--- Excerpted text Enclosed Below ---

Hospitalized patients should be re-tested as the virus can last longer with an ICU patient who is critically ill, he said.

When asked by a reporter if the guidance was a "preservation tactic" as a result of the bottleneck with testing among commercial labs, Giroir pushed back and said the guidance was not the result of testing shortages.

"It is not a tactic. It is basic medical science. How many people get the flu and go back and get tested twice?" he said.

Testing update

Giroir said 45 million COVID-19 tests had been performed in the U.S. so far, or about 700,000 a day.

"We see early indicators that in the hot areas, the red zones, we’re seeing the positivity rate start to go down or plateau. That's an early sign that we're getting control of this outbreak," he said.

"This is no victory lap, but it does show that our efforts are starting to make an impact," he said. "In Arizona, the positivity rate has dropped dramatically."

Giroir said basic, simple measures will help to curb the pandemic, namely, closing bars and indoor dining at restaurants and individuals adhering to guidance to wear masks in public, practice social distancing and avoid large groups.

RELATED: CDC releases new safety advice saying 'the pandemic is not over' as states reopen

"Our model says [those measures] are what we need to shut the virus down," Giroir said.

--- End of Enclosed Excerpted text ---

Problem statement
Pick up the excerpt on COVID-19 testing guidance after its final sentence and continue it.

--- Material provided Enclosed Below ---

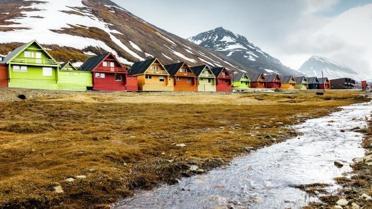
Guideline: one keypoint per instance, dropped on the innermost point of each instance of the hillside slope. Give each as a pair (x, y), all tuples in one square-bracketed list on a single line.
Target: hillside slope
[(316, 65), (74, 29), (239, 49)]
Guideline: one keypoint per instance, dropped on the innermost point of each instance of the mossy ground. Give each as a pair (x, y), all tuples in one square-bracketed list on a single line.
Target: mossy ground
[(122, 142)]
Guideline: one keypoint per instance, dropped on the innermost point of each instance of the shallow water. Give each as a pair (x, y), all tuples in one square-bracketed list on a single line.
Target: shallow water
[(263, 179)]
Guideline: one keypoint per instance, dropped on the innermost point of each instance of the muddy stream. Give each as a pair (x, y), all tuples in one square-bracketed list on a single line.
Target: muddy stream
[(264, 178)]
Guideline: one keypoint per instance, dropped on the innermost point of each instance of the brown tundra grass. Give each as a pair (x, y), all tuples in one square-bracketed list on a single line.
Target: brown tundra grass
[(121, 142)]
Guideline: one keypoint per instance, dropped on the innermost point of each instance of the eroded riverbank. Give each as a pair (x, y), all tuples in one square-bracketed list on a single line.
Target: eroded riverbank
[(267, 178)]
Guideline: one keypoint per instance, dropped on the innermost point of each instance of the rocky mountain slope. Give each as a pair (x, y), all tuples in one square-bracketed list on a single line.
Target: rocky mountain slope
[(75, 29), (316, 65), (239, 49)]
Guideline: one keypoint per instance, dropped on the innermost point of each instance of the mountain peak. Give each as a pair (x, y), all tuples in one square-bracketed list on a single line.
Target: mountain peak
[(318, 65), (238, 48)]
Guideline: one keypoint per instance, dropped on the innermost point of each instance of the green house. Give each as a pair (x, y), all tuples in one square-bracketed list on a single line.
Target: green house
[(241, 82), (73, 79), (30, 66)]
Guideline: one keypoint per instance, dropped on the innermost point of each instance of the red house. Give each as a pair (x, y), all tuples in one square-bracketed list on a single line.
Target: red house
[(324, 83), (109, 74), (272, 81), (223, 78), (3, 75)]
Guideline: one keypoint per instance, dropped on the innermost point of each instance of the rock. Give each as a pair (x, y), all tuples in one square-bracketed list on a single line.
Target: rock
[(58, 189), (69, 180), (181, 145), (193, 168), (366, 197), (342, 202), (338, 164), (355, 206), (81, 177), (248, 149)]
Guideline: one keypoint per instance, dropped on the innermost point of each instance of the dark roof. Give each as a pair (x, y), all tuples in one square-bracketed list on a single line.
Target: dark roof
[(286, 79), (68, 63), (141, 67), (323, 80), (271, 77), (174, 68), (92, 62), (312, 80), (217, 70), (301, 79), (199, 69), (255, 76)]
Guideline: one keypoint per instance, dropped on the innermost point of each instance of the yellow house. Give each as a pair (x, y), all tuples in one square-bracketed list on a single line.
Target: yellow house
[(152, 76), (288, 82)]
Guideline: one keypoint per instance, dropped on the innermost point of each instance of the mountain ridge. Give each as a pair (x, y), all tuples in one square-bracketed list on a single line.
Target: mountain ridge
[(239, 49)]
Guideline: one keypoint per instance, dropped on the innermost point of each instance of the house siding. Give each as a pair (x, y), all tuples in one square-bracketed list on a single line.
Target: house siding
[(4, 78)]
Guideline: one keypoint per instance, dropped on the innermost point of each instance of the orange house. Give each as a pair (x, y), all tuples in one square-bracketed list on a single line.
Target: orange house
[(152, 76), (184, 79)]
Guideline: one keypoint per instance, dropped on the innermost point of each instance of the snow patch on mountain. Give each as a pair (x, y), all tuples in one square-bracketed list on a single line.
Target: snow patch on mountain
[(239, 49), (320, 66)]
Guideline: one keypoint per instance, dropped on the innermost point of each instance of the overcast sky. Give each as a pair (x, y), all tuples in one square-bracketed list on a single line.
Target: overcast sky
[(291, 30)]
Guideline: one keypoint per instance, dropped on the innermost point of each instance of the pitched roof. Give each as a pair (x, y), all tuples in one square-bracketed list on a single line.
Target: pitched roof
[(174, 68), (239, 75), (199, 69), (92, 62), (68, 64), (19, 49), (141, 67), (312, 80), (255, 76), (301, 79), (271, 77), (323, 80)]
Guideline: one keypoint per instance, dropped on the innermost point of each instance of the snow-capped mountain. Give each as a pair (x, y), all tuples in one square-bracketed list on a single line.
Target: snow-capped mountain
[(239, 49), (74, 29), (316, 65)]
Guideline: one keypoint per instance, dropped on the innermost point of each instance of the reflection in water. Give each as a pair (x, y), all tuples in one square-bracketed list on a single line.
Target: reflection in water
[(263, 178)]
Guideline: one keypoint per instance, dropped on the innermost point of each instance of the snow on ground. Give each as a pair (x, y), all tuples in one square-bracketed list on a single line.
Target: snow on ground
[(180, 55), (54, 19), (135, 46), (164, 55)]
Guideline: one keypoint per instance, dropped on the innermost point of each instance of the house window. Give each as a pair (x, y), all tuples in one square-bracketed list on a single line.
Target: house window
[(28, 54), (47, 71), (118, 77)]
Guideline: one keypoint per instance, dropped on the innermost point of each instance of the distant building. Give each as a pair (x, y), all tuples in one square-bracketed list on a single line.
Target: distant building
[(343, 83)]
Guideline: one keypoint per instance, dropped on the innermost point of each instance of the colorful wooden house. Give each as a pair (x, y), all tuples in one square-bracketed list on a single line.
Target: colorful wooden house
[(272, 81), (257, 80), (152, 76), (223, 79), (241, 82), (324, 83), (301, 83), (31, 66), (4, 79), (206, 78), (73, 79), (343, 83), (313, 83), (108, 74), (183, 77), (288, 82)]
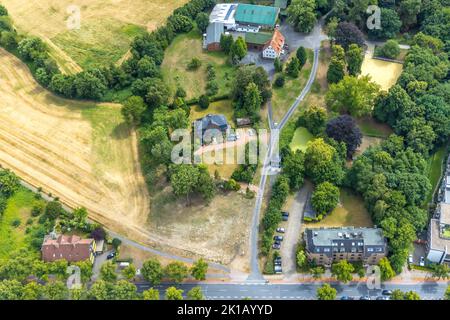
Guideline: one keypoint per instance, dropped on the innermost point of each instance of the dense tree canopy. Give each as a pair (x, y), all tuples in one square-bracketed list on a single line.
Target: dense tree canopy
[(301, 14), (344, 129), (352, 95)]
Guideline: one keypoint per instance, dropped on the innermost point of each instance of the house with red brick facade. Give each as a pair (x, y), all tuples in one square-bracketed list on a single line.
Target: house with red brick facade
[(70, 248)]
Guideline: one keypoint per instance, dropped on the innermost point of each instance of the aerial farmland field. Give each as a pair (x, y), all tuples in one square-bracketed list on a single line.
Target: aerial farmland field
[(81, 152), (107, 27)]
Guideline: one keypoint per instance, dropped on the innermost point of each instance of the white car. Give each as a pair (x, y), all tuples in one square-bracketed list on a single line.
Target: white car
[(422, 262)]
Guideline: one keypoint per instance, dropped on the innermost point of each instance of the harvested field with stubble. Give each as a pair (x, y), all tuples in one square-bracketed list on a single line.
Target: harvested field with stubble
[(81, 152), (107, 27)]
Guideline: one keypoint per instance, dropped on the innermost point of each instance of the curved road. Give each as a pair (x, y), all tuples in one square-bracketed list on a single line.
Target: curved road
[(255, 274)]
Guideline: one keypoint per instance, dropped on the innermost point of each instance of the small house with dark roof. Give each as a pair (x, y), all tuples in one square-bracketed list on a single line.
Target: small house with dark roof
[(274, 48), (211, 39), (211, 123), (70, 248)]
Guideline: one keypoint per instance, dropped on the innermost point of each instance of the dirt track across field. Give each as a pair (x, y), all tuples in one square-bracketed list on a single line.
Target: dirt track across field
[(79, 151)]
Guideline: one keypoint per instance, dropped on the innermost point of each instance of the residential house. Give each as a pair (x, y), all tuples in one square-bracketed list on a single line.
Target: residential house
[(328, 245), (224, 13), (209, 126), (257, 41), (211, 39), (252, 18), (438, 245), (70, 248), (274, 48)]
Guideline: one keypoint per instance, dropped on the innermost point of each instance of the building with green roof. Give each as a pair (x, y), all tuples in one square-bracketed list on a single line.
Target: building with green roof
[(257, 16)]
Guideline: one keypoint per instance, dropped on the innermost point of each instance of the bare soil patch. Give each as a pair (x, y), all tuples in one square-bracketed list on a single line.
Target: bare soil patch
[(81, 152)]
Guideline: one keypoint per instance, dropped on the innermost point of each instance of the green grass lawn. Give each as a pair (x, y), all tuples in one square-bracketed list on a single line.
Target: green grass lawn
[(301, 138), (350, 213), (13, 238), (98, 43), (180, 53), (434, 170), (284, 97), (369, 127)]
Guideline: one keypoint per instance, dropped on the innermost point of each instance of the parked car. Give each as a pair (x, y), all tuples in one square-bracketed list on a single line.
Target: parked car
[(111, 255), (278, 238), (386, 292), (277, 261), (422, 262)]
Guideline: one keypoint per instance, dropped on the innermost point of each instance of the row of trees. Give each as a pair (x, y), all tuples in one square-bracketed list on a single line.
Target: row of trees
[(100, 290)]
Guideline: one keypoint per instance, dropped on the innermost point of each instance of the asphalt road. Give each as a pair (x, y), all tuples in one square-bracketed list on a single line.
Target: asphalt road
[(427, 291)]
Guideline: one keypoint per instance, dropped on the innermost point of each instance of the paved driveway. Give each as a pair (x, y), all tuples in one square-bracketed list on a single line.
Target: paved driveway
[(293, 225)]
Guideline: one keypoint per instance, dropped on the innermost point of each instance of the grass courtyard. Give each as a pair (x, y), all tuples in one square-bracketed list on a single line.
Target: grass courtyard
[(18, 208), (284, 97), (434, 170), (180, 53), (350, 212)]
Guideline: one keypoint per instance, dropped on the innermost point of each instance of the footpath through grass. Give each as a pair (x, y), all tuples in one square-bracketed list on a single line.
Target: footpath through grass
[(434, 170), (284, 97)]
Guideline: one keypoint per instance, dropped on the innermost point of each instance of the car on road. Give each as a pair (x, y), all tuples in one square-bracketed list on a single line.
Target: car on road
[(422, 262), (111, 255), (386, 292)]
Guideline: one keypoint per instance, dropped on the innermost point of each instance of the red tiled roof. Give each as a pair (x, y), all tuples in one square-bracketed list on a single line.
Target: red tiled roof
[(276, 42), (71, 248)]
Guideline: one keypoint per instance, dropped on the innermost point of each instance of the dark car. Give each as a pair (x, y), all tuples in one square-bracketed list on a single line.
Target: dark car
[(111, 255), (386, 292)]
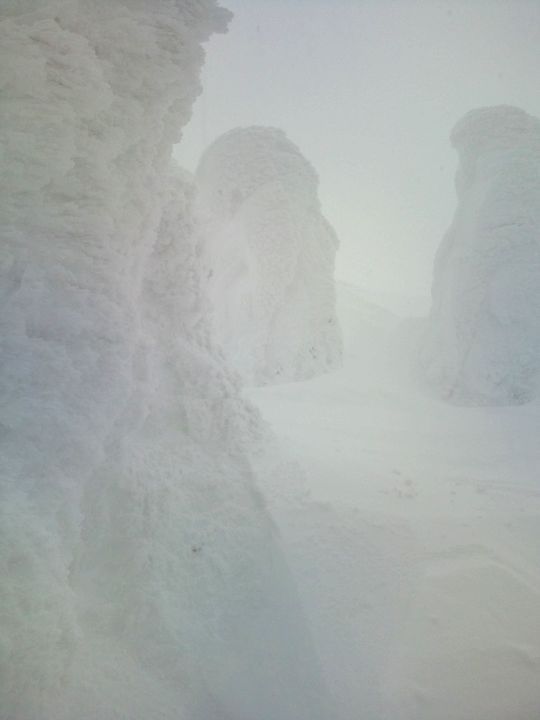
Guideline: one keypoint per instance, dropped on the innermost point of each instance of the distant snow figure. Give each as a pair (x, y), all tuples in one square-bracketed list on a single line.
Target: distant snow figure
[(269, 254), (483, 340)]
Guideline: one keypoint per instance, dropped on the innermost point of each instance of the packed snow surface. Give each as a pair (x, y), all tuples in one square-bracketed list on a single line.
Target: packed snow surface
[(415, 537), (483, 342), (269, 257)]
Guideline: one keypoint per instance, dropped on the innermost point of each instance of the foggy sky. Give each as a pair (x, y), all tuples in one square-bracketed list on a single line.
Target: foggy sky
[(369, 91)]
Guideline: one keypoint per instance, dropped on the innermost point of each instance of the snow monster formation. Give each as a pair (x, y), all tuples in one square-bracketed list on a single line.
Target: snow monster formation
[(141, 576), (269, 257), (483, 341)]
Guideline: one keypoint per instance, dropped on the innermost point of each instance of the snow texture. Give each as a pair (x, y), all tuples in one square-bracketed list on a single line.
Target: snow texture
[(483, 342), (141, 575), (269, 257)]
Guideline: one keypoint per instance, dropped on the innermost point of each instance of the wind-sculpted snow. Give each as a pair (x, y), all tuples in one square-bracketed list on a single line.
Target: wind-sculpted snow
[(269, 255), (483, 342), (141, 576)]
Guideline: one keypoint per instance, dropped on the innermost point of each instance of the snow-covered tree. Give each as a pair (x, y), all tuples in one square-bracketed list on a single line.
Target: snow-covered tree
[(140, 574), (483, 341), (269, 257)]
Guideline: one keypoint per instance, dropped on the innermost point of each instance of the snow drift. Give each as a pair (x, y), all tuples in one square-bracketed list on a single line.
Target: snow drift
[(141, 576), (483, 342), (269, 257)]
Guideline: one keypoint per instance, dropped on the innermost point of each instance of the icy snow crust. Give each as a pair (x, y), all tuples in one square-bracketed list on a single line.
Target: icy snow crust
[(483, 343), (141, 575), (269, 257)]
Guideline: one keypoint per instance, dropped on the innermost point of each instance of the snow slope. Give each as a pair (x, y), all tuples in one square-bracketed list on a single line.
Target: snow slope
[(141, 574), (483, 342), (269, 257), (415, 537)]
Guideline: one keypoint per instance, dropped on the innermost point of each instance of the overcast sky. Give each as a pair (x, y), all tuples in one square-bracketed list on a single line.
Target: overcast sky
[(369, 91)]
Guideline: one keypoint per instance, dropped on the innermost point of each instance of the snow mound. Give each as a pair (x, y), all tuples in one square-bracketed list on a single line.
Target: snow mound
[(269, 257), (483, 341), (141, 575)]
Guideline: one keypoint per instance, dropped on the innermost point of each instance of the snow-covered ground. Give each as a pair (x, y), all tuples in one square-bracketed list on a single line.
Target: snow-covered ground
[(415, 539)]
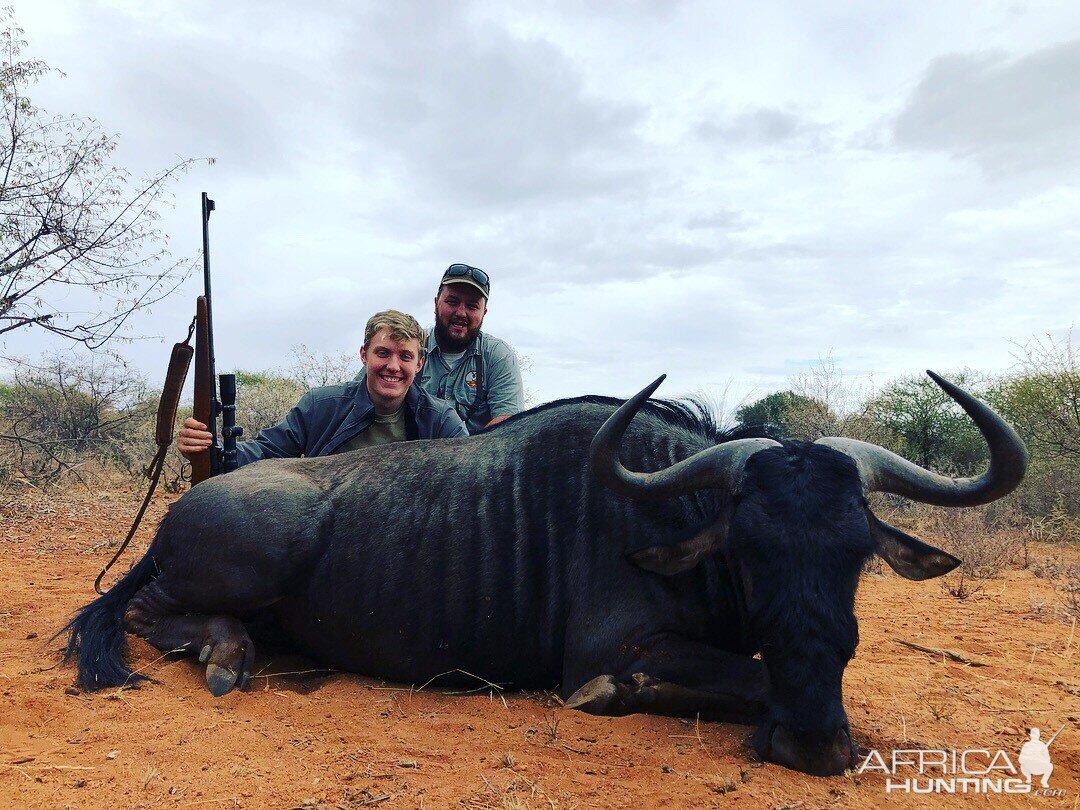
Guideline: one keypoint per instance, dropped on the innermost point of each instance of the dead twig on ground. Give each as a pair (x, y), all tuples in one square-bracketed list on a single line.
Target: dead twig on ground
[(937, 652)]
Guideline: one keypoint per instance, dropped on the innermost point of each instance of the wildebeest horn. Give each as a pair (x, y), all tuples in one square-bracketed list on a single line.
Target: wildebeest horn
[(717, 467), (887, 472)]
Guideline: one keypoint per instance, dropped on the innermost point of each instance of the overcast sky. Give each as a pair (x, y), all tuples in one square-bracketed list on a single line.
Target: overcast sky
[(725, 192)]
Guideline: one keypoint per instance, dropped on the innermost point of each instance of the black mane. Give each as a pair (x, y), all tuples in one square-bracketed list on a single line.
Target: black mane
[(691, 415)]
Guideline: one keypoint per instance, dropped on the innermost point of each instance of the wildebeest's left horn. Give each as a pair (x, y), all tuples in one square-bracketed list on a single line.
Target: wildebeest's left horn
[(887, 472), (717, 467)]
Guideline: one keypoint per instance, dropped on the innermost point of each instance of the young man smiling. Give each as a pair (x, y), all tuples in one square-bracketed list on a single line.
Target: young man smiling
[(476, 372), (381, 406)]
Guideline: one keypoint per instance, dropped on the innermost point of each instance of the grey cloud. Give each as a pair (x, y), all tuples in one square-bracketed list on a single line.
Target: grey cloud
[(1011, 116), (760, 126), (475, 117), (187, 92)]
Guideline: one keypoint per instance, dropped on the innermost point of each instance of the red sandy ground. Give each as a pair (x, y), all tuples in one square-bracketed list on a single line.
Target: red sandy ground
[(345, 741)]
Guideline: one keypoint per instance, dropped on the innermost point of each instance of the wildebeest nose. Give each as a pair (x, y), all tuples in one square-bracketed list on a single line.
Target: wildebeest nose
[(819, 755)]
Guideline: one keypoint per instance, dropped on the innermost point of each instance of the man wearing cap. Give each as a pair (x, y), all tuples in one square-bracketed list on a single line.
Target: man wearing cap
[(382, 406), (476, 372)]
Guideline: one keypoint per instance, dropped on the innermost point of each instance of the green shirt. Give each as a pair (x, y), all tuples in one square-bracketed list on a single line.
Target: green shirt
[(383, 430)]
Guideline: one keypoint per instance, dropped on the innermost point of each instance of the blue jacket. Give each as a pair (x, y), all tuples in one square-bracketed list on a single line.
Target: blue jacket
[(325, 418)]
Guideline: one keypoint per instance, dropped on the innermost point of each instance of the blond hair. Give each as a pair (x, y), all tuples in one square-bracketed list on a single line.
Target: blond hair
[(402, 327)]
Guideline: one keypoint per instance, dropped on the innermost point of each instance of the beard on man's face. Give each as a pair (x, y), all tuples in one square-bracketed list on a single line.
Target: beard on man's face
[(448, 342)]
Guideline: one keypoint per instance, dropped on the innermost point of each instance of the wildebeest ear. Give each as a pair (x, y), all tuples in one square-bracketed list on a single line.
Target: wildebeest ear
[(684, 555), (906, 555)]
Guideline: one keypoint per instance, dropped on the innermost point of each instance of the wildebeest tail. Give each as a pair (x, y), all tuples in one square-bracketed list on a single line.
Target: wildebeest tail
[(96, 633)]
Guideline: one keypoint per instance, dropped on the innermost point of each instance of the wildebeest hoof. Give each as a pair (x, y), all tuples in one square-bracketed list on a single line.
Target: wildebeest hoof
[(219, 679), (603, 696)]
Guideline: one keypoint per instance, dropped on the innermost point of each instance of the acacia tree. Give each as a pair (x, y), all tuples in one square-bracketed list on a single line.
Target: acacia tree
[(70, 220)]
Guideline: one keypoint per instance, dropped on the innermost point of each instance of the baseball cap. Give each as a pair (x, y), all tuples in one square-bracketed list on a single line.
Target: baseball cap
[(466, 274)]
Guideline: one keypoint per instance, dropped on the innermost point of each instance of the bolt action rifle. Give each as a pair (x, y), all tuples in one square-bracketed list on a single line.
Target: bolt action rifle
[(208, 408)]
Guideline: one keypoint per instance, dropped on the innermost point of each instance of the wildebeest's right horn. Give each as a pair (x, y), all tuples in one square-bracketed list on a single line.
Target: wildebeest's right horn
[(717, 467), (887, 472)]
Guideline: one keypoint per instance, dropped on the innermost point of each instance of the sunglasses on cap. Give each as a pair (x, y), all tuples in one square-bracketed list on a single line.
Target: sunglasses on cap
[(471, 273)]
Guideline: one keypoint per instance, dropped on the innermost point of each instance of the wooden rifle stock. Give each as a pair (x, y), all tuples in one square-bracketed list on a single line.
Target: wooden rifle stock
[(201, 462)]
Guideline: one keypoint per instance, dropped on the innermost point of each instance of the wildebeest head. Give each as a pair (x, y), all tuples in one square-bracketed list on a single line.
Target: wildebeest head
[(795, 529)]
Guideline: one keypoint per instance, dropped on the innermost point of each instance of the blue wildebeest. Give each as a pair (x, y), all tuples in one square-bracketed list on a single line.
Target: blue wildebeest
[(532, 556)]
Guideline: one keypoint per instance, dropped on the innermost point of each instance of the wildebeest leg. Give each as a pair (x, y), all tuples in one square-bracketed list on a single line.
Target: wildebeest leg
[(221, 642), (680, 677)]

--- End of Enclosed Material provided ---

Reply to the task
Earlier this week, the Trump administration announced it will be ramping up testing at nursing homes in coronavirus hotspots using rapid point-of-care diagnostic test instruments.

The administration will distribute test instruments to all 15,400 nursing homes in the U.S. to test all residents and staff. The distribution will begin next week at nursing homes prioritized by the Centers for Medicare and Medicaid Services.

Health officials want to transition the majority of COVID-19 testing efforts to point-of-care testing, Giroir said.

The Food and Drug Administration granted Emergency Use Authorization for several point-of-care antigen tests, the BD Veritor system along with the Quidel Sofia and Sofia 2 systems, to provide more testing faster. 

The Trump administration is aiming to have more than 20 million point-of-care tests performed per month by September, Giroir said.